## WHAT TO WORK ON
Print all the entries verbatim.

[Opening EXERCISE INPUTS section]

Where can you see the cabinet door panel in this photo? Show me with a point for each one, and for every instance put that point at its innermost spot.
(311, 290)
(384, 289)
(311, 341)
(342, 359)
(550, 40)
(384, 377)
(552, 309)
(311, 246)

[Closing EXERCISE INPUTS section]

## SOLUTION BELOW
Where can you see the cabinet door panel in this photo? Show me with a point for each one, and for every instance put that point at its innermost spot.
(311, 290)
(384, 289)
(311, 341)
(342, 359)
(550, 40)
(384, 377)
(552, 309)
(311, 246)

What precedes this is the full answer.